• _Testo_
Le acciughe si fanno sempre più piccole, costrette a spingersi al largo per trovare acque più fresche e nutrienti. È uno dei segnali più evidenti della crisi che sta colpendo il Mediterraneo e, in particolare, aree come la Sardegna, dove l’equilibrio marino è messo a dura prova dal cambiamento climatico. A lanciare l’allarme è Confcooperative – Fedagripesca, che denuncia un fenomeno ormai sotto gli occhi di tutti: la progressiva scomparsa dell’upwelling, il processo naturale che porta in superficie acque profonde, fredde e ricche di nutrienti, indispensabili per la vita marina.

"Entro il 2050 si rischia una riduzione del 20% dei fenomeni di upwelling, che saranno meno frequenti, intensi ed efficaci rispetto al passato, con effetti a cascata su pesci, ecosistemi e comunità costiere dipendenti dalla pesca", spiega all’ANSA Paolo Tiozzo, vicepresidente di Confcooperative Fedagripesca. A compromettere il meccanismo, vitale per la fertilità del mare, è la stratificazione delle acque causata dall’aumento delle temperature: l’acqua calda, che resta in superficie, blocca la risalita delle masse fredde e nutrienti.

Sebbene le zone di upwelling rappresentino solo l’1% degli oceani, sono responsabili fino al 50% del pescato mondiale. Nel Mediterraneo, il fenomeno è meno diffuso ma strategicamente concentrato in alcuni hotspot marini: tra questi, lo Stretto di Messina, il Canale di Sicilia, la costa adriatica orientale e Carloforte, in Sardegna. Proprio in questi luoghi, l’upwelling alimenta il fitoplancton, primo anello della catena alimentare marina, da cui dipendono specie come acciughe, sardine e tonni.

La Sardegna, dunque, si trova al centro di un sistema delicato. Il calo delle correnti ha già prodotto effetti visibili, tra migrazioni forzate di pesci come le alici e la comparsa di specie aliene provenienti da acque più calde. Allo stesso tempo, le specie autoctone subiscono un declino preoccupante: emblematico il caso dei ricci di mare, la cui densità in regioni come Puglia e Sicilia è crollata a meno di 0,2 individui per metro quadrato, secondo una recente ricerca dell’Università del Salento.

Ma non è solo il Mediterraneo a soffrire per l’innalzamento delle temperature. Anche nel nord Europa si registrano cambiamenti anomali. I pescatori britannici, ad esempio, hanno segnalato un incremento record delle catture di polpi nella Manica, con un aumento fino a 240 volte rispetto allo stesso periodo del 2024, ricorda Fedagripesca. Un’ulteriore prova che il riscaldamento globale sta trasformando la biologia marina su scala planetaria.

La Sardegna, con la sua tradizione peschereccia e il ruolo chiave nei flussi di upwelling, è tra le regioni più esposte. La sfida, ora, è quella di proteggere questi ecosistemi vulnerabili e ripensare il futuro della pesca in un mare che cambia.

• _Righe fornite_
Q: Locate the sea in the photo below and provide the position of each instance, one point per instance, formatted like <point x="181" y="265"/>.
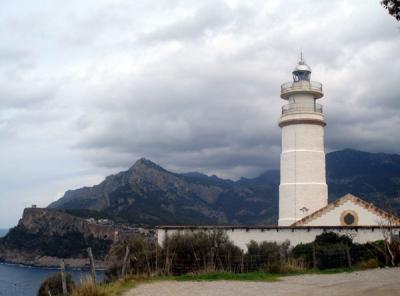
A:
<point x="19" y="280"/>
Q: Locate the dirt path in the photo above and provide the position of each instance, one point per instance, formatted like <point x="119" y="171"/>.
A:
<point x="376" y="282"/>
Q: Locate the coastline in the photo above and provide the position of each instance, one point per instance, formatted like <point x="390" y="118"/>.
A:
<point x="49" y="262"/>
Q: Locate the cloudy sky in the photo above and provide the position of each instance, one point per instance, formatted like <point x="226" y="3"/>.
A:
<point x="88" y="87"/>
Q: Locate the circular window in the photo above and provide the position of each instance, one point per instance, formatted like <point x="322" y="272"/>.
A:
<point x="349" y="219"/>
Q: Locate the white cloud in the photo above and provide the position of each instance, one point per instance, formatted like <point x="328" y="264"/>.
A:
<point x="87" y="88"/>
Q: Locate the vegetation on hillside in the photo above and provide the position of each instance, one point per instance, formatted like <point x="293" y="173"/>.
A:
<point x="70" y="245"/>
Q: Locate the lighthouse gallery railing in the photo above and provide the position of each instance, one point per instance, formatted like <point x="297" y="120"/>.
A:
<point x="301" y="108"/>
<point x="311" y="85"/>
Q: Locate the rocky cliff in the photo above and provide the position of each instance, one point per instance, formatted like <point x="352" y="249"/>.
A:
<point x="43" y="236"/>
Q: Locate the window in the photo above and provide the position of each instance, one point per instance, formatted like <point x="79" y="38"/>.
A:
<point x="349" y="219"/>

• _Cosa serve_
Per favore, secondo il testo sull'upwelling nel Mediterraneo, fino a quale quota del pescato mondiale sono responsabili le zone di upwelling? Le righe riportate sopra non sono necessarie.

• _Risposta richiesta_
Fino al 50% del pescato mondiale.